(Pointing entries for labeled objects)
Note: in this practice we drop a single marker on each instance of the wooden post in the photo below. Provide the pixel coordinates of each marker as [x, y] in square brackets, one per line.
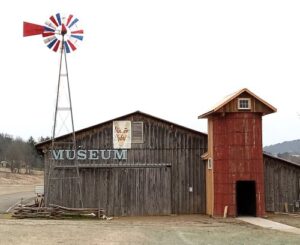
[225, 212]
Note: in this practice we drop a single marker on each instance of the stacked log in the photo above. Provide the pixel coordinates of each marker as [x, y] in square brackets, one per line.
[56, 211]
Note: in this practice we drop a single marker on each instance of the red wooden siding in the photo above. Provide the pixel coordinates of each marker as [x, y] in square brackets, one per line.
[238, 156]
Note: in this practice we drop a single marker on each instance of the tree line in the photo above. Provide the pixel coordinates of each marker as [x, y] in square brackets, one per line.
[17, 154]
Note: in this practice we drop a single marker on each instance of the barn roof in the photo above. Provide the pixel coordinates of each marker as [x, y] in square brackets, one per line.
[38, 145]
[231, 97]
[281, 159]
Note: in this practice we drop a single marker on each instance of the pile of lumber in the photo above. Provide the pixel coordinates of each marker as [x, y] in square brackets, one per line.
[55, 211]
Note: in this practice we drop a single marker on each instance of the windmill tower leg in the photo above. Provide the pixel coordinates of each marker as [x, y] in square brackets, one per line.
[63, 120]
[61, 33]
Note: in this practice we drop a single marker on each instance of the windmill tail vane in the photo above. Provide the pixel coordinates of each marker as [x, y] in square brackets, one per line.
[58, 32]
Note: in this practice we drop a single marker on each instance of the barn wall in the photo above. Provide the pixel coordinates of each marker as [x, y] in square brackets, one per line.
[139, 191]
[282, 183]
[237, 156]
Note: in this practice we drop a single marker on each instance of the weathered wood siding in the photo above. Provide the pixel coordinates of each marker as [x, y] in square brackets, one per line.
[139, 191]
[282, 183]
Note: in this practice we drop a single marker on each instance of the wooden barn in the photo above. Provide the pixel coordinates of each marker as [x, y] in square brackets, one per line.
[139, 164]
[155, 168]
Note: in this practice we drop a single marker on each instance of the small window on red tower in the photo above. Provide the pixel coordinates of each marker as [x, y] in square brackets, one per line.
[244, 104]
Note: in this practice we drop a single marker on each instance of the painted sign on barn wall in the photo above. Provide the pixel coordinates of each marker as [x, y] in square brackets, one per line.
[122, 134]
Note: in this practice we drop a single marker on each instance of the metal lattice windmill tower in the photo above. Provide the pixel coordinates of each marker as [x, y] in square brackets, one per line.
[61, 34]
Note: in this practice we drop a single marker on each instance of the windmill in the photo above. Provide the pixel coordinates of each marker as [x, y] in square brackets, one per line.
[61, 34]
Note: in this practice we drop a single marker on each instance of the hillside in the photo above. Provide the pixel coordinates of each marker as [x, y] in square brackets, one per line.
[292, 147]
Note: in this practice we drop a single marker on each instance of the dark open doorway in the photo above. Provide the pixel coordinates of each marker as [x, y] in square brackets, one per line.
[246, 198]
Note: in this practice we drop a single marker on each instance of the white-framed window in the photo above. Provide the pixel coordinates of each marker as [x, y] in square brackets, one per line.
[244, 103]
[209, 163]
[137, 133]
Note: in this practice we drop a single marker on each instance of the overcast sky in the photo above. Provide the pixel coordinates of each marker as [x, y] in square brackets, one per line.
[172, 59]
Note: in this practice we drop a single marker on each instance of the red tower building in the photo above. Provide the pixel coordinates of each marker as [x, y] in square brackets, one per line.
[234, 166]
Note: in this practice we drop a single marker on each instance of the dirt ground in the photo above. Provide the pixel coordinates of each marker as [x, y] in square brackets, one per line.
[288, 219]
[183, 229]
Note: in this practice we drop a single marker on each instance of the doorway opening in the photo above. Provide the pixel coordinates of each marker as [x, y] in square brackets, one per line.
[245, 198]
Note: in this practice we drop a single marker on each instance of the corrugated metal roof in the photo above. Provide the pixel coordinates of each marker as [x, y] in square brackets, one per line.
[278, 158]
[120, 118]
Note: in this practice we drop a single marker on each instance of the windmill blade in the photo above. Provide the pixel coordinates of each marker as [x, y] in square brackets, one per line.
[30, 29]
[58, 32]
[55, 48]
[77, 37]
[67, 48]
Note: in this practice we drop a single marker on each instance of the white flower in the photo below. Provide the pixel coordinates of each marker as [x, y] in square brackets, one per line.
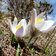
[41, 24]
[20, 29]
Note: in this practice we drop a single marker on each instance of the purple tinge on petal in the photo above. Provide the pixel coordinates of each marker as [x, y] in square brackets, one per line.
[19, 32]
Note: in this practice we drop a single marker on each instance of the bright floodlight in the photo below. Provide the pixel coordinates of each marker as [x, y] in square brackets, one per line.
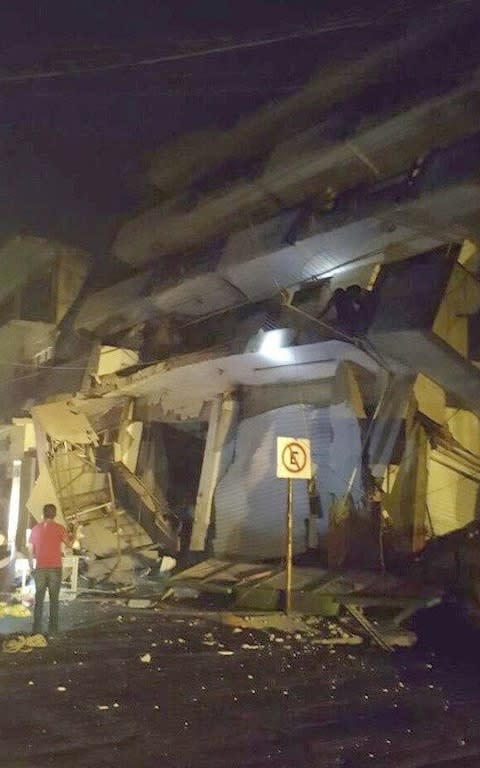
[272, 346]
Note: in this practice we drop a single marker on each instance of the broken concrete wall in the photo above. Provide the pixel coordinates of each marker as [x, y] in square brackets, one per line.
[250, 502]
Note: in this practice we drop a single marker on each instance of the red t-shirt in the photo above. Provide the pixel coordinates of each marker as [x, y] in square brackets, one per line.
[47, 539]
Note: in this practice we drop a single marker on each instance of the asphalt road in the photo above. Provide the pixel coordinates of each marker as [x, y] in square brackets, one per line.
[149, 689]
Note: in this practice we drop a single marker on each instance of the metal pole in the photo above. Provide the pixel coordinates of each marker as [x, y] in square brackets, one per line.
[289, 547]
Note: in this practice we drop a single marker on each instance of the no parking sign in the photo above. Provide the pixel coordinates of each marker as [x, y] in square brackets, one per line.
[294, 458]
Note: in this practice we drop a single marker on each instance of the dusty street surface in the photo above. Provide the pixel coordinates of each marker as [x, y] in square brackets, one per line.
[149, 689]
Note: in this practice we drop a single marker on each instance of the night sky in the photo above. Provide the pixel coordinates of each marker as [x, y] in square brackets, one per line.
[74, 149]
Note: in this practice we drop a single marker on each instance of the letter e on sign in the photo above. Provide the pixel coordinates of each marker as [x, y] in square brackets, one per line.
[294, 458]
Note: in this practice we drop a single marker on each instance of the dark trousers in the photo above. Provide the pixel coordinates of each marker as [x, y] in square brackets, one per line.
[51, 579]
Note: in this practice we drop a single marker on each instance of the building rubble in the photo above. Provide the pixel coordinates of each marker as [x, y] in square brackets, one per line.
[313, 297]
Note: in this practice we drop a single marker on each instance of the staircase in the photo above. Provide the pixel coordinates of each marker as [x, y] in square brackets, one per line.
[87, 495]
[145, 507]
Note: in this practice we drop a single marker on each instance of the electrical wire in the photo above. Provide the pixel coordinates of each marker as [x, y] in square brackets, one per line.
[188, 55]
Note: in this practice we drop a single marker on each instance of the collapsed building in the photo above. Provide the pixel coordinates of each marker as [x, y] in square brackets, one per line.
[332, 293]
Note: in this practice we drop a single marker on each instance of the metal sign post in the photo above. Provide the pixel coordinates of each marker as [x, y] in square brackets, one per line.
[293, 462]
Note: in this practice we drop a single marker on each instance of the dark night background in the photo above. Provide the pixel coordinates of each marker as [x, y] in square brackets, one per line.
[73, 149]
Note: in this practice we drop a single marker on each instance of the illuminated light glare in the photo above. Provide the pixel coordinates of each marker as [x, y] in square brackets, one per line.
[272, 347]
[14, 504]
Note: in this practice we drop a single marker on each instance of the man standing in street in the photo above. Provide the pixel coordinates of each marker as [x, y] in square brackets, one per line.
[46, 540]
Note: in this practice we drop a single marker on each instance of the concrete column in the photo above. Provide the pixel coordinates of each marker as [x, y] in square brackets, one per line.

What you need to do: Could you write out the listing again from the line containing "the man standing" through the end of the listing, requests included? In the answers, multiply every coordinate by 2 and round to whole numbers, with halves rounded up.

Finished task:
Note: in this practice we drop a single marker on each instance of the man standing in street in the photo above. Provide the pixel coordinates of each marker as [x, y] in square brackets, one per line.
[92, 1080]
Note: in this practice we drop a single marker on each instance of the concrete column in the photo above. Provide the pixel coordinates of each marker as [x, y] in square brackets, one per line.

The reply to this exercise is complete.